_Material_:
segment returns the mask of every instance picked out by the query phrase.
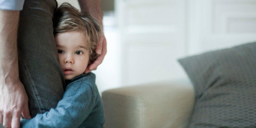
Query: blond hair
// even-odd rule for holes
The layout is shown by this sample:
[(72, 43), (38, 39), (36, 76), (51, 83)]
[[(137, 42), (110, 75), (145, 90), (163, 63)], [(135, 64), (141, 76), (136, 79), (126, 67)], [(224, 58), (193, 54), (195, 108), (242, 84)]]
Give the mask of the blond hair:
[(68, 3), (64, 2), (55, 11), (53, 21), (55, 36), (73, 31), (84, 32), (90, 55), (89, 64), (96, 60), (98, 55), (95, 49), (102, 32), (99, 22), (93, 17), (80, 13)]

_Prompt_: Reproduce each record above by retyping it exactly; omit all images.

_Task output_:
segment returns the mask of every instance picked out by the query phrase.
Query: blond hair
// even-odd rule for holes
The layout is shown by this sample:
[(72, 43), (38, 39), (36, 76), (51, 83)]
[[(137, 42), (110, 75), (145, 90), (163, 63)], [(135, 64), (141, 76), (136, 79), (126, 67)], [(224, 58), (193, 54), (195, 108), (242, 84)]]
Give the mask of the blond hair:
[(68, 3), (64, 2), (55, 11), (53, 21), (55, 36), (73, 31), (84, 32), (90, 55), (89, 64), (96, 60), (98, 55), (95, 49), (102, 32), (99, 22), (93, 17), (80, 13)]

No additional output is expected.